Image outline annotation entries
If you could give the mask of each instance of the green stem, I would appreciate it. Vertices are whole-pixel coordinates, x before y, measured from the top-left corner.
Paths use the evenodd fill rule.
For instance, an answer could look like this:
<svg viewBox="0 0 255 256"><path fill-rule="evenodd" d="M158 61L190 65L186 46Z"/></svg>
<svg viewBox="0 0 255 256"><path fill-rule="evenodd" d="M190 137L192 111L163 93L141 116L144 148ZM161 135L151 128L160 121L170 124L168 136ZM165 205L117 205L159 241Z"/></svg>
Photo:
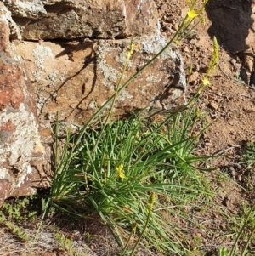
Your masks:
<svg viewBox="0 0 255 256"><path fill-rule="evenodd" d="M138 247L138 244L139 243L139 242L140 242L142 236L143 236L144 234L144 231L145 231L145 230L146 230L146 228L147 228L147 226L148 226L148 225L149 225L149 219L150 219L150 214L151 214L151 211L152 211L152 208L149 207L149 213L148 213L148 216L147 216L147 219L146 219L144 227L144 229L143 229L141 234L139 235L138 240L136 241L136 243L134 244L134 246L133 246L133 250L132 250L132 252L131 252L130 256L133 256L133 253L134 253L134 252L135 252L135 250L136 250L136 247Z"/></svg>

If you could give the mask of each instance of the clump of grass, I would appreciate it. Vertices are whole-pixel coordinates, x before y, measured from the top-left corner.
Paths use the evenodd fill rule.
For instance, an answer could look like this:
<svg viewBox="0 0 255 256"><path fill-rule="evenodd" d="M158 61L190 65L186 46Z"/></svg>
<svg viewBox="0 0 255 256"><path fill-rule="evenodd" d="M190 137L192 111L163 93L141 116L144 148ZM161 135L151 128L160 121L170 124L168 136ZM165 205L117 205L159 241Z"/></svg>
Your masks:
<svg viewBox="0 0 255 256"><path fill-rule="evenodd" d="M207 2L203 2L203 7ZM159 123L147 122L135 114L125 121L111 122L118 94L171 43L180 40L190 26L192 29L193 20L203 11L203 7L195 9L196 3L190 3L187 16L166 47L122 85L134 47L132 42L116 94L79 133L71 134L66 130L60 152L56 139L51 205L77 218L86 219L90 213L98 213L123 248L122 254L129 250L131 236L137 234L131 254L143 236L150 247L162 253L182 255L185 251L182 227L171 218L163 218L161 213L164 210L169 216L175 216L179 214L179 206L192 205L190 202L195 198L210 195L201 182L198 172L201 169L196 165L207 157L193 154L203 130L196 135L193 132L199 120L196 100L209 84L208 74L218 60L216 39L208 71L187 111L170 114ZM110 110L103 122L100 113L108 104L111 104ZM90 128L94 120L99 120L100 128ZM55 133L57 137L58 122ZM154 195L153 210L150 195Z"/></svg>

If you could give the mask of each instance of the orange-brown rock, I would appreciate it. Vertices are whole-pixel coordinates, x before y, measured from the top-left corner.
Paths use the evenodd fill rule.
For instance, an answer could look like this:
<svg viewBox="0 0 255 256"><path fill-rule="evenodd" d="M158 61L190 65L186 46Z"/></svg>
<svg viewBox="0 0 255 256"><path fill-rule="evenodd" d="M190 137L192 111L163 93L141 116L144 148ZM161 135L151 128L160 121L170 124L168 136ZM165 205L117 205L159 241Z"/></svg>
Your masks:
<svg viewBox="0 0 255 256"><path fill-rule="evenodd" d="M78 127L115 94L131 38L134 50L122 84L167 43L160 32L152 0L3 3L5 6L0 2L0 31L4 37L0 43L0 203L7 196L29 194L31 180L42 181L42 172L51 171L47 159L52 154L51 126L57 112L61 122ZM174 111L184 103L183 62L173 45L120 93L114 115L122 117L143 109L141 117L146 118ZM19 185L27 188L20 193L13 190L18 187L14 183L19 175L23 177ZM33 183L33 187L35 184L38 185Z"/></svg>

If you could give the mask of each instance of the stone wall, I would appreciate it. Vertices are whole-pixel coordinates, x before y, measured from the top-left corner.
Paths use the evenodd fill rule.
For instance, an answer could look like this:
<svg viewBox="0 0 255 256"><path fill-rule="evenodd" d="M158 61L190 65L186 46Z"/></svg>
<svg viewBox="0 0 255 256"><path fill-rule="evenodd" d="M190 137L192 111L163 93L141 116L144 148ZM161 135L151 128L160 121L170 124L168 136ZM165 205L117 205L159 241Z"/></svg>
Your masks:
<svg viewBox="0 0 255 256"><path fill-rule="evenodd" d="M115 93L131 39L123 82L167 38L152 0L6 0L0 13L1 203L48 185L57 112L64 123L86 123ZM173 46L118 95L114 115L173 111L184 104L184 92Z"/></svg>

## Exercise prompt
Please turn the stretch of data above, from the line containing "of the clump" through the line containing "2L203 2L203 7ZM159", into a Markdown table with the columns Row and Line, skipping blank lines.

## Solution
| Row | Line |
|---|---|
| 1 | If you could give the mask of each instance of the clump of grass, I would appreciate it. Vertices are whole-pixel coordinates, x before y, measured from the top-left corner. |
| 2 | Paths use the evenodd fill rule. |
| 3 | For instance, an answer could look like this: |
| 4 | <svg viewBox="0 0 255 256"><path fill-rule="evenodd" d="M158 61L190 65L186 46Z"/></svg> |
| 5 | <svg viewBox="0 0 255 256"><path fill-rule="evenodd" d="M190 137L192 111L163 93L141 116L144 148ZM161 135L151 128L160 121L170 124L168 136ZM165 205L117 205L159 241Z"/></svg> |
| 6 | Your masks: |
| 7 | <svg viewBox="0 0 255 256"><path fill-rule="evenodd" d="M207 2L203 2L203 7ZM159 123L147 122L135 114L125 121L111 122L118 94L171 43L180 40L190 26L192 29L193 20L203 11L203 7L195 9L196 3L190 3L187 16L166 47L122 85L134 47L132 42L116 94L79 133L71 134L66 130L60 152L56 139L51 205L77 218L86 219L90 213L98 213L123 248L122 254L129 250L131 236L137 234L131 254L143 236L150 247L162 253L182 255L185 251L182 227L171 218L163 218L161 213L164 210L169 216L175 216L179 214L179 206L192 205L190 202L195 198L210 195L201 182L198 172L201 169L196 165L207 157L193 154L203 130L196 135L193 132L199 120L196 100L209 84L208 74L218 60L216 39L208 71L187 111L170 114ZM110 110L103 122L100 113L108 104L111 104ZM90 128L94 120L99 120L100 128ZM55 133L57 137L58 122ZM154 195L153 210L150 195Z"/></svg> |